+++ Given records +++
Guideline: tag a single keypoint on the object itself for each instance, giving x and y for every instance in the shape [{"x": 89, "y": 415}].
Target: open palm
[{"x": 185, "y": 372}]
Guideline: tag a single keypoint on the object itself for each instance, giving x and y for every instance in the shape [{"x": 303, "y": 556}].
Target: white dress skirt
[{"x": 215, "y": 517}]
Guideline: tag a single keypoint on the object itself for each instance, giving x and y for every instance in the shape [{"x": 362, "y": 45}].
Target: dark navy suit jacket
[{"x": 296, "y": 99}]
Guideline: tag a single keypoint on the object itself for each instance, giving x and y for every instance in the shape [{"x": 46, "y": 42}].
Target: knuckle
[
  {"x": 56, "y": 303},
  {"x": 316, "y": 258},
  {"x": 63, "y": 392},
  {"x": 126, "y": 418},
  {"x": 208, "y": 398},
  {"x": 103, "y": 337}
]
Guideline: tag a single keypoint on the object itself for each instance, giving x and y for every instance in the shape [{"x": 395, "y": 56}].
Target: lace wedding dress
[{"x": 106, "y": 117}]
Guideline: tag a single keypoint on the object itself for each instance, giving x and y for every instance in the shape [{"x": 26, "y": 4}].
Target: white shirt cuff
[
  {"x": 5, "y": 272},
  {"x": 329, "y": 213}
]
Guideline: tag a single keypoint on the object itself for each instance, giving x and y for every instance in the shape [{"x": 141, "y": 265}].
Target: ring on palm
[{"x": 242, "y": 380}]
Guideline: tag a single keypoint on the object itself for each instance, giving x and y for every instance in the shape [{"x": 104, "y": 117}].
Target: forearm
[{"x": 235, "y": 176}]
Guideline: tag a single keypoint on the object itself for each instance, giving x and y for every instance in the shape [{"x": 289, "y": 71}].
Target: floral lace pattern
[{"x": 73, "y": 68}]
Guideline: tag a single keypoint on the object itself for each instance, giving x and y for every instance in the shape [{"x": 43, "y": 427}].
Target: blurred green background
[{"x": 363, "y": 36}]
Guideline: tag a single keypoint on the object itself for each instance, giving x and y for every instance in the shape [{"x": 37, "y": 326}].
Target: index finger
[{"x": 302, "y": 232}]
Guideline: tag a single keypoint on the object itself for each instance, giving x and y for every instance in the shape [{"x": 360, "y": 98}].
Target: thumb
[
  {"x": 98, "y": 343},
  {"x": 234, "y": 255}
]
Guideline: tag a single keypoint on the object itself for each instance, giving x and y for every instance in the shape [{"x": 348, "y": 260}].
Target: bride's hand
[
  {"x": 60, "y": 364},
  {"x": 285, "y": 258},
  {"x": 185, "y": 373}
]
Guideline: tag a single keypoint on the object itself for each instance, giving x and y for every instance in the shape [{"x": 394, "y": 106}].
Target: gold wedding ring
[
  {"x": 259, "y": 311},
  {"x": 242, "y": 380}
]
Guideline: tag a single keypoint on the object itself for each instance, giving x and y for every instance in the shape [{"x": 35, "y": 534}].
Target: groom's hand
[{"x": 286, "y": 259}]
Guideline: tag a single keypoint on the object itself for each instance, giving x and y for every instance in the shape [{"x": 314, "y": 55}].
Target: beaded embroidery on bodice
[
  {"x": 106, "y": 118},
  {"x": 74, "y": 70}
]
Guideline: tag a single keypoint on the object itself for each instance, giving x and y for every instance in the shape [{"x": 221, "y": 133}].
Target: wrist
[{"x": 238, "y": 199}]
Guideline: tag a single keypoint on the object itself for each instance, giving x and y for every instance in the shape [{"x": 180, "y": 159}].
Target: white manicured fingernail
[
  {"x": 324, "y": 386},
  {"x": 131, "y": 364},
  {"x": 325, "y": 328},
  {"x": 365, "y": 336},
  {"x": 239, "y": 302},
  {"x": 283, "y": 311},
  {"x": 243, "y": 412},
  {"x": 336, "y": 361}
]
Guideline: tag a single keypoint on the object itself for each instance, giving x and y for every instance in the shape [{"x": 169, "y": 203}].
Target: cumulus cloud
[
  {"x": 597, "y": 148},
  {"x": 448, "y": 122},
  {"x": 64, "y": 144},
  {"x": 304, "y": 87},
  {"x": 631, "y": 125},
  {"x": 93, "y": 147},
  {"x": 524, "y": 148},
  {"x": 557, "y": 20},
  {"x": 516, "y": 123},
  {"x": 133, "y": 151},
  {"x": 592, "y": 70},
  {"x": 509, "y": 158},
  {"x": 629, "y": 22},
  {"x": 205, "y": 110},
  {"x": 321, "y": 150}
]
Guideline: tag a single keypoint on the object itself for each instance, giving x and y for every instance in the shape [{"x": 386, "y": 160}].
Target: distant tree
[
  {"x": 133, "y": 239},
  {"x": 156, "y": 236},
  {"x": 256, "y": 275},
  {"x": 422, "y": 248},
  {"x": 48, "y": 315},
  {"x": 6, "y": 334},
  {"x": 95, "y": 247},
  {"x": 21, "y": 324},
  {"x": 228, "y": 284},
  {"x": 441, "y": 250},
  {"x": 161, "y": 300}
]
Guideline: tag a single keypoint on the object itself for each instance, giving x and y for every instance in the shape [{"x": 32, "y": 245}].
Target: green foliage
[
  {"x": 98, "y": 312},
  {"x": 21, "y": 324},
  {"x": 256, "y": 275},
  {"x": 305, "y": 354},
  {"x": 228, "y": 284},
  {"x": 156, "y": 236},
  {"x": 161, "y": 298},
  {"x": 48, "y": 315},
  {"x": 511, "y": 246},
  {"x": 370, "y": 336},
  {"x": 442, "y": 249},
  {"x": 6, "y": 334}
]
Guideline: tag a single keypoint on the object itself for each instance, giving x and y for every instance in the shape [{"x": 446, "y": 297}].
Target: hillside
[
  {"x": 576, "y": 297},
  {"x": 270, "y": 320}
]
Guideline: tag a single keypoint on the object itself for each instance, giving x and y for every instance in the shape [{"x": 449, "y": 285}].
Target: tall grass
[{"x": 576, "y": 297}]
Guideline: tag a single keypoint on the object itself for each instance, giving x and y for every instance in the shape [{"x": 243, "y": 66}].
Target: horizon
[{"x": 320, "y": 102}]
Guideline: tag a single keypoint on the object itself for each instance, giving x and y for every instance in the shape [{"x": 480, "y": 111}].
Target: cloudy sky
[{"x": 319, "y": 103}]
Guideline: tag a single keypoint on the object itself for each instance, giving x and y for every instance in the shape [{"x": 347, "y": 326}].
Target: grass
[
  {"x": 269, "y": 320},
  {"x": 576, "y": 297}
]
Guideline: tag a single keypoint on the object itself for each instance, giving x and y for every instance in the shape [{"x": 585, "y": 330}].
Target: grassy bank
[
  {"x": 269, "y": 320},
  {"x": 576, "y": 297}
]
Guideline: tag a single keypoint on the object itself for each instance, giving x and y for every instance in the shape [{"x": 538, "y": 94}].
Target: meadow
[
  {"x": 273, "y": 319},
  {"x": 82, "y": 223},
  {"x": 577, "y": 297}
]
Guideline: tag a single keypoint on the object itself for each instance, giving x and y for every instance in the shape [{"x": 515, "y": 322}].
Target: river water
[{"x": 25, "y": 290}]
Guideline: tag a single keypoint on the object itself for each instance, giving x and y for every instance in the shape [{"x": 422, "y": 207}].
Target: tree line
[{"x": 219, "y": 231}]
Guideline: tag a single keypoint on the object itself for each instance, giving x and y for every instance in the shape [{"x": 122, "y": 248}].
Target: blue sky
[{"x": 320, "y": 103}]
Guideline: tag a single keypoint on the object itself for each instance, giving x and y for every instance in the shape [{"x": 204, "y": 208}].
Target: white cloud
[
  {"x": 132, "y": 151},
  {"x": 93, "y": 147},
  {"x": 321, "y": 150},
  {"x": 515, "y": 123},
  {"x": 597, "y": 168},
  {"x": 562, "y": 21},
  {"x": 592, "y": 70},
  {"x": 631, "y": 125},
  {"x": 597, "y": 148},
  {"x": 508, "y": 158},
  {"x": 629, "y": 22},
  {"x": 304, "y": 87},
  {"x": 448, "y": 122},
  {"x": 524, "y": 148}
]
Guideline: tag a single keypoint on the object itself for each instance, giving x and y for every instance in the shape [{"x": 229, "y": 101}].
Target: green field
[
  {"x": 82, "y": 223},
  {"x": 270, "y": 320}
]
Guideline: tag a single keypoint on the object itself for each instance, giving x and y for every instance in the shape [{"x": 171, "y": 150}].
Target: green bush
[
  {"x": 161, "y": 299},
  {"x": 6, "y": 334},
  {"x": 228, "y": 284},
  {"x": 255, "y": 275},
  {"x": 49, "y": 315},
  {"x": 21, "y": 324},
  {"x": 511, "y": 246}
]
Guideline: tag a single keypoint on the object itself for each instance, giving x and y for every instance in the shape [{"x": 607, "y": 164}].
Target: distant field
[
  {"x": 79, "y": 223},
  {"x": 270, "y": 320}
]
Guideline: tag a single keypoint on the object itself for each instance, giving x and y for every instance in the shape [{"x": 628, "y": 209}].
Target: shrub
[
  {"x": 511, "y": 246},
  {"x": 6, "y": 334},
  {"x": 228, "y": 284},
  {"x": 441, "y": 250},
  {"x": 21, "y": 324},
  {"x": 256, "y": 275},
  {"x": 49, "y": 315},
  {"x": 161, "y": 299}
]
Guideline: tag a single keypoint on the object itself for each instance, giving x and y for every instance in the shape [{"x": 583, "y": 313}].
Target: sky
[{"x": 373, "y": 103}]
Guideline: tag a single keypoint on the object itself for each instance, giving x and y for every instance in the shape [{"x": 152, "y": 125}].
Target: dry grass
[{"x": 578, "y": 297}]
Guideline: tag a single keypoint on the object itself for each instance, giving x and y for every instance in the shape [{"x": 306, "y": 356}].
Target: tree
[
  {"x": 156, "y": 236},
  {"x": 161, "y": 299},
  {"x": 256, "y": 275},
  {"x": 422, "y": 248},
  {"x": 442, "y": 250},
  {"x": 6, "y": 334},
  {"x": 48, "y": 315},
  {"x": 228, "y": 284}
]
+++
▸ Your objective
Please return every line from the entries above that contains the word "hand", copying each one in full. Case counts, so a line matches only if the capitalization is the same.

▸ Correct answer
Target: bride's hand
Target: groom's hand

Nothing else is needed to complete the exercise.